(Items from a dataset)
######

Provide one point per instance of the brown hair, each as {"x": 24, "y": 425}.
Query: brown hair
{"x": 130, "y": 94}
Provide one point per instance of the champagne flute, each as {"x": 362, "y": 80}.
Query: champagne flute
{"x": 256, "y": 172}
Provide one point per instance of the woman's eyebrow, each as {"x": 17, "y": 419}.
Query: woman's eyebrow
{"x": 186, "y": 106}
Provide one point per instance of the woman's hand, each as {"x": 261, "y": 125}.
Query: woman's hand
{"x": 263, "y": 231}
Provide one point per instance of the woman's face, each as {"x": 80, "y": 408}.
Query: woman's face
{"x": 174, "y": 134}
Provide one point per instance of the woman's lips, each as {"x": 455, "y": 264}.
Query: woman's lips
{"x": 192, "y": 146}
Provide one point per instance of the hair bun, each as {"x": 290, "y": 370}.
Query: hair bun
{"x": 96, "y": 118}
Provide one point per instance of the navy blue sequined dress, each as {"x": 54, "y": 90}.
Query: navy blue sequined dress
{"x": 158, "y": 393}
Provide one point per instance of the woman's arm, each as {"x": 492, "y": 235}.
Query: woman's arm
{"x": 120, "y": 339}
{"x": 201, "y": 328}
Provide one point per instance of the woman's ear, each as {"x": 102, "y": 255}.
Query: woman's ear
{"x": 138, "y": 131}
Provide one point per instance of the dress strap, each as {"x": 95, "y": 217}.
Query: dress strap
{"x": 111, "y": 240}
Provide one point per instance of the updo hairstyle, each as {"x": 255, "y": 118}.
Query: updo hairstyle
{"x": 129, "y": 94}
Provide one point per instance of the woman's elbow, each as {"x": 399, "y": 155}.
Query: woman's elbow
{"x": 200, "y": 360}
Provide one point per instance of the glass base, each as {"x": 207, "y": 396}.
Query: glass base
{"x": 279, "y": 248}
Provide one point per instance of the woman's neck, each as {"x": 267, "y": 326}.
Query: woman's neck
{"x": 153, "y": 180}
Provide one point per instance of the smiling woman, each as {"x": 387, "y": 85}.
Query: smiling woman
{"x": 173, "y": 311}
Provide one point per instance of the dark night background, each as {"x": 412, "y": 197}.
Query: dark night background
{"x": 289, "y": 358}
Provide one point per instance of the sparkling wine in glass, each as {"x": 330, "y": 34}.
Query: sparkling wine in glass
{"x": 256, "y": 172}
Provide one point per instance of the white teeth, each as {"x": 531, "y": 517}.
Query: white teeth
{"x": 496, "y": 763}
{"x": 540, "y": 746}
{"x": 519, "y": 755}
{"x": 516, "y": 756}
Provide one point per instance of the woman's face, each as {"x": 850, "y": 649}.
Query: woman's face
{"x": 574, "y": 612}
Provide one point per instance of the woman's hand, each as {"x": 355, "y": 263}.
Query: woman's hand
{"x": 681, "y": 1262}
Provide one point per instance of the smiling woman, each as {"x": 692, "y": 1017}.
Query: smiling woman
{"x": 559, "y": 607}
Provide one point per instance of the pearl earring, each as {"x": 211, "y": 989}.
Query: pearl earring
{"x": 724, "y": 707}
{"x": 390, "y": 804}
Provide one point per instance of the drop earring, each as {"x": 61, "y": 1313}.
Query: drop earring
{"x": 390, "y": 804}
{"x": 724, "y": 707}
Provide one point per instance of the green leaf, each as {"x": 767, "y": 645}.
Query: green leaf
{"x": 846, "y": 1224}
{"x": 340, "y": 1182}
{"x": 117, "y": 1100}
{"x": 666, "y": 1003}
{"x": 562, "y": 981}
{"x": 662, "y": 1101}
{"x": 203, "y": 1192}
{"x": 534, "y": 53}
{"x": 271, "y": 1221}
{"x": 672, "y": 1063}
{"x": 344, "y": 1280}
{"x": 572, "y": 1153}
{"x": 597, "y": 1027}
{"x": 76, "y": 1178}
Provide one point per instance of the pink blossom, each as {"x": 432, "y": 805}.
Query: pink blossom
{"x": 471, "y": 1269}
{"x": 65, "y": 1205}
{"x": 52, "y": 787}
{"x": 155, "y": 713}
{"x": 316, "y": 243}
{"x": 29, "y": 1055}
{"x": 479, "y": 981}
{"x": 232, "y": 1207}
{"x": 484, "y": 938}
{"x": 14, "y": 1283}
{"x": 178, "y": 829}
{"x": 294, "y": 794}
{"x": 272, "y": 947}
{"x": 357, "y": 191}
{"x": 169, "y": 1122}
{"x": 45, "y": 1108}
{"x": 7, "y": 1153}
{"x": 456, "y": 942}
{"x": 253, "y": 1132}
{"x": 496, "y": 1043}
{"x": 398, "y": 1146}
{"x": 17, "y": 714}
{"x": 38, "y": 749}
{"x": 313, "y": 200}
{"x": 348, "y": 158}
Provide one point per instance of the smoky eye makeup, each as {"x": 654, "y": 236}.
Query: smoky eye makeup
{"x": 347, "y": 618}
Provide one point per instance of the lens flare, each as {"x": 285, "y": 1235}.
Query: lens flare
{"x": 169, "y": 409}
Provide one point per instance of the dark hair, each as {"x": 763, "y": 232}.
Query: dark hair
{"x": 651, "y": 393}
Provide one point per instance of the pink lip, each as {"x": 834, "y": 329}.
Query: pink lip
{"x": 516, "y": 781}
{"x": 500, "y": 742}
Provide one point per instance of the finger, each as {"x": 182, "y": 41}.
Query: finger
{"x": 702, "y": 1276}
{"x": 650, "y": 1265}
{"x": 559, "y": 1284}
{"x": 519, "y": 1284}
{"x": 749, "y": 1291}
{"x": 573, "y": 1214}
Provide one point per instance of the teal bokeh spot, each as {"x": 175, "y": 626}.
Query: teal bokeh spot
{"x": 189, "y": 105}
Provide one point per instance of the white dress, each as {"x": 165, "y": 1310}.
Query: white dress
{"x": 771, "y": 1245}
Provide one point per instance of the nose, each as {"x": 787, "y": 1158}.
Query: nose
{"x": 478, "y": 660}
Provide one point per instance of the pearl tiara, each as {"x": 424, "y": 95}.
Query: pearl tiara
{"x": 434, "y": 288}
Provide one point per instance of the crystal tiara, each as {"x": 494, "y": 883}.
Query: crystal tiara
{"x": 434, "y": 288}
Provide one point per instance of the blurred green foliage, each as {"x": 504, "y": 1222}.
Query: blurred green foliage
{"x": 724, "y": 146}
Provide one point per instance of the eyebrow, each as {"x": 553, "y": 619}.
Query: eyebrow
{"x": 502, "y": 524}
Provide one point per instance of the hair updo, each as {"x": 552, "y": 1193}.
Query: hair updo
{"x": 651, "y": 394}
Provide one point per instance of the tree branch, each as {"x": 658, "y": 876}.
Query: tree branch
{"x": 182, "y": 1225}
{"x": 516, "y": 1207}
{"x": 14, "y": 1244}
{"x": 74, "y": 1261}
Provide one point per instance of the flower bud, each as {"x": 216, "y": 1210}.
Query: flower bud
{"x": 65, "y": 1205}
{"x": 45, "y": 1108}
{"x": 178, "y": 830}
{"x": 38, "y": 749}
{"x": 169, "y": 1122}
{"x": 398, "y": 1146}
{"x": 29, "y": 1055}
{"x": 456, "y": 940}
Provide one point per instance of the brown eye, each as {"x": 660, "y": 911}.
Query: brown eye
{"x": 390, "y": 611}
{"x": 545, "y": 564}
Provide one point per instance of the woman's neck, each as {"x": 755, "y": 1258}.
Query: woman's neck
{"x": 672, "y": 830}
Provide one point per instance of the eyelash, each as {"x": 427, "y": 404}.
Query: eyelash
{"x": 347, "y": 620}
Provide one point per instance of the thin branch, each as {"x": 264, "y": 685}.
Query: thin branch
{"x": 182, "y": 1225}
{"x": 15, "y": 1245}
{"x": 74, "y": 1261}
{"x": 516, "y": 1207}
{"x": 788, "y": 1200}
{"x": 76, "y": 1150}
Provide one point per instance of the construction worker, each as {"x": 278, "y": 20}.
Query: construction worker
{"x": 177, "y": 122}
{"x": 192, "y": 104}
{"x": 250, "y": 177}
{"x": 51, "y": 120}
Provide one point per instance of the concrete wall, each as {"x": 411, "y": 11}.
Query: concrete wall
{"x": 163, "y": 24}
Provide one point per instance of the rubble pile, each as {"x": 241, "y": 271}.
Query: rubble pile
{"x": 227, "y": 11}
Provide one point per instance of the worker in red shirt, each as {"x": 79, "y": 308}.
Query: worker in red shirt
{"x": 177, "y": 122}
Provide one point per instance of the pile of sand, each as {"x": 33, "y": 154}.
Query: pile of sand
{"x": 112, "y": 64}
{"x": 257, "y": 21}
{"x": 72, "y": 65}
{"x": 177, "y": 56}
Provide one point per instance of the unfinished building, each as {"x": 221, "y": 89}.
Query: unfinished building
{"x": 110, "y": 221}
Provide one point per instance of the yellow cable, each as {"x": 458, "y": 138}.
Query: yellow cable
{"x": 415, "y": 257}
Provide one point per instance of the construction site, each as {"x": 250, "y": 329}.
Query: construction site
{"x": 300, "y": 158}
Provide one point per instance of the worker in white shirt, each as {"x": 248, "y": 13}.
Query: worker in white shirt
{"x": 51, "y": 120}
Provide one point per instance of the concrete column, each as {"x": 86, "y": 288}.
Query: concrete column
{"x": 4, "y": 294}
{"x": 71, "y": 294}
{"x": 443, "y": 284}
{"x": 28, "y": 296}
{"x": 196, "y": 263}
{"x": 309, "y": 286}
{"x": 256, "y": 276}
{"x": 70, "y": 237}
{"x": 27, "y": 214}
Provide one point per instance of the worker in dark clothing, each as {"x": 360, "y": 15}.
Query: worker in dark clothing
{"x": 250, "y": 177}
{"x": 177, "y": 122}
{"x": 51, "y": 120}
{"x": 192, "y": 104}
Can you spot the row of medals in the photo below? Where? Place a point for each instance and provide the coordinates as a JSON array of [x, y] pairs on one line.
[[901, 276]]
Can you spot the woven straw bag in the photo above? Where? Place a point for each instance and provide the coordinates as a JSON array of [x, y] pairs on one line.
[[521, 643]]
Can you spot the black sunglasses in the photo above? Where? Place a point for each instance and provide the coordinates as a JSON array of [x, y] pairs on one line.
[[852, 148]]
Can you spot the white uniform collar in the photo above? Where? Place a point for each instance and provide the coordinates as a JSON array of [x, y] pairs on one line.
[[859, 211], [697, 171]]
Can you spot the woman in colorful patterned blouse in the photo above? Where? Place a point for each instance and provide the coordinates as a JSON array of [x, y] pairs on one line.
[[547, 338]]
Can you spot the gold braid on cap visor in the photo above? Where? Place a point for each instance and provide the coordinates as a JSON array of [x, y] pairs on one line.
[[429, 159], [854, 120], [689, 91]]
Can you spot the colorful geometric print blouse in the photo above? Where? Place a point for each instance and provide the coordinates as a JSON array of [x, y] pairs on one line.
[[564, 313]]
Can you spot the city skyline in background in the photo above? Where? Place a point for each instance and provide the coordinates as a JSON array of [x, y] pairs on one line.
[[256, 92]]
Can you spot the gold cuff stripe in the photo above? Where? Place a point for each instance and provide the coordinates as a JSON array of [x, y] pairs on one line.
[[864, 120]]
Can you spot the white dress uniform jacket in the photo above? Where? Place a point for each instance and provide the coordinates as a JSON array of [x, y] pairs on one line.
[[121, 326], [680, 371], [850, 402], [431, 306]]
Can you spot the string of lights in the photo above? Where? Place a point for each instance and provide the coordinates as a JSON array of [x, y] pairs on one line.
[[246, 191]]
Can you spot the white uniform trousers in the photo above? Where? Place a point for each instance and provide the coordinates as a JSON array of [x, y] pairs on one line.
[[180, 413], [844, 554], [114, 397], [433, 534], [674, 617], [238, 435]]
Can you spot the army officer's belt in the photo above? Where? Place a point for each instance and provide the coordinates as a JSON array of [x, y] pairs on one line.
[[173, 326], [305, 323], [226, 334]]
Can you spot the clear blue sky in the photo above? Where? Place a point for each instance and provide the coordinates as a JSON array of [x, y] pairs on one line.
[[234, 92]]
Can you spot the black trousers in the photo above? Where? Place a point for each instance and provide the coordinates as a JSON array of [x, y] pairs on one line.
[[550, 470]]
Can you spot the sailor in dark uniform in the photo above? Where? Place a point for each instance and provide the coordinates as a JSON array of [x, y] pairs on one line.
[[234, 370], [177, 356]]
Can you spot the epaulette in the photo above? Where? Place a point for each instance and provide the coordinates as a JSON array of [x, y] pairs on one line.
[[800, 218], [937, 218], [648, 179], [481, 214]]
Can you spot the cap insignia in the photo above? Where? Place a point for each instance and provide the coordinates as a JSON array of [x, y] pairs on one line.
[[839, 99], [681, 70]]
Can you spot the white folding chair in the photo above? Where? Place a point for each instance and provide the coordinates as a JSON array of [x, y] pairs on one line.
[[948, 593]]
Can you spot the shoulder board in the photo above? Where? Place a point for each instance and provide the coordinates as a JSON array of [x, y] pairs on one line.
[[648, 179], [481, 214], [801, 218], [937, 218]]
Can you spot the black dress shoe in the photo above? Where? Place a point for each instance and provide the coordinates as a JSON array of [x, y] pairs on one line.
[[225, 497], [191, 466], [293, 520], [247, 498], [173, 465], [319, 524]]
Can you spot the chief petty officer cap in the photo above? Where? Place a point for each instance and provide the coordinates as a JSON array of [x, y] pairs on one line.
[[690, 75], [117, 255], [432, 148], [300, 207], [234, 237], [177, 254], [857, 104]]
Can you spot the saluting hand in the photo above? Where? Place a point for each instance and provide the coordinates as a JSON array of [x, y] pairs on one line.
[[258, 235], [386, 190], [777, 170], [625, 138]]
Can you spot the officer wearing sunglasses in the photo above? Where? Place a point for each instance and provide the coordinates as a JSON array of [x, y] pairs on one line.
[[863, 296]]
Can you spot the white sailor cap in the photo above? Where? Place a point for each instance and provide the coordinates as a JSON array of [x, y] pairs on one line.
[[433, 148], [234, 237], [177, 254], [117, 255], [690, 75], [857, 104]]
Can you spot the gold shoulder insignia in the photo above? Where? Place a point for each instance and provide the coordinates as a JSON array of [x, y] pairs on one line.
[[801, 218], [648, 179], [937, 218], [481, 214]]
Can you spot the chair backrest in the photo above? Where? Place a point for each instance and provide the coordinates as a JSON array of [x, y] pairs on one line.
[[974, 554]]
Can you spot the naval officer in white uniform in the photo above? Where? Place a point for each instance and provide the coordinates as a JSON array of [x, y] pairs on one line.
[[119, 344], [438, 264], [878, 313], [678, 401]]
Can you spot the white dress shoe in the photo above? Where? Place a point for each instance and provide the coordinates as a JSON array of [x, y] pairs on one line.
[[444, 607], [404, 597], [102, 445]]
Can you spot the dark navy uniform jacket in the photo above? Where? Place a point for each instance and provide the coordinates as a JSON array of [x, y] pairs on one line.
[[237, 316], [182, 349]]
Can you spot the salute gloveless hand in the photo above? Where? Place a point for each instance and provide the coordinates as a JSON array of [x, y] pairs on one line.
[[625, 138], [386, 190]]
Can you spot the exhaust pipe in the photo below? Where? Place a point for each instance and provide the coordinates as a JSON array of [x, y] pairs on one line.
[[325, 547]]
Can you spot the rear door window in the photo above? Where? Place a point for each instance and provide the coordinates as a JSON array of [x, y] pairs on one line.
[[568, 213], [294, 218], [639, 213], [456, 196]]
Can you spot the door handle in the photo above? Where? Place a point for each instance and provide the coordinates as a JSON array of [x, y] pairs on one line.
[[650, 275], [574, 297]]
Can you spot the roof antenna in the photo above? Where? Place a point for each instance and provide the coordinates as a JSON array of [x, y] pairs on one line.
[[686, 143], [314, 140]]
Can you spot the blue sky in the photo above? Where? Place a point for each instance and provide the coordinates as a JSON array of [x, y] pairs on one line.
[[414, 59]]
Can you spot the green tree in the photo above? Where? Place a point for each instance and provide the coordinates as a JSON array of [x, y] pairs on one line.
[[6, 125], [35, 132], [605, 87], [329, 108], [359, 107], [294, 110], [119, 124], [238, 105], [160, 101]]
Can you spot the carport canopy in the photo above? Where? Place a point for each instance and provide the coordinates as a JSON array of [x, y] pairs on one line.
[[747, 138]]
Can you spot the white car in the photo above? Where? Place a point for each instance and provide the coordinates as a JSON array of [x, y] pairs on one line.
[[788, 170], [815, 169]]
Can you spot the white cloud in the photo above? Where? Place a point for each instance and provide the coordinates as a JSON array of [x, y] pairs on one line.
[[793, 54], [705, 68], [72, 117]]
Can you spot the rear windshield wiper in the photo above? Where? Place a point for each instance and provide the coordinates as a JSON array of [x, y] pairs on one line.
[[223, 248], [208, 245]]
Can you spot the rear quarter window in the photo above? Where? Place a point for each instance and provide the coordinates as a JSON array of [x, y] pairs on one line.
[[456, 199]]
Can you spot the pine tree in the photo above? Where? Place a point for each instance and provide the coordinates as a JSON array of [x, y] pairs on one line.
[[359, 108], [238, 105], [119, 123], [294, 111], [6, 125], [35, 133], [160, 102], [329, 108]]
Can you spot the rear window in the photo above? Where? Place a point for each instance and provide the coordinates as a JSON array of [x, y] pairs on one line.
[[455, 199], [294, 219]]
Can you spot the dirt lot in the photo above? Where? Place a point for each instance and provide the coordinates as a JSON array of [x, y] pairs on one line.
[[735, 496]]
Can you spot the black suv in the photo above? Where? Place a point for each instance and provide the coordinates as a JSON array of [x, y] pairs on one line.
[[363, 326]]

######

◆ What the task asks ◆
Above are the records; repeat exactly the lines from the one holding "Query: pile of sand" down to the one holding "Provide one point per instance of the worker in white", end lines included.

◆ Task answer ◆
Query: pile of sand
{"x": 112, "y": 64}
{"x": 257, "y": 21}
{"x": 72, "y": 65}
{"x": 177, "y": 56}
Provide one point per instance of the unfinished building, each as {"x": 221, "y": 89}.
Query: unfinished building
{"x": 110, "y": 221}
Provide one point per instance of the yellow cable, each as {"x": 458, "y": 138}.
Query: yellow cable
{"x": 415, "y": 257}
Provide one point per instance of the construction site, each as {"x": 250, "y": 329}.
Query: construction site
{"x": 300, "y": 158}
Provide one point per instance of the worker in white shirt, each as {"x": 248, "y": 13}.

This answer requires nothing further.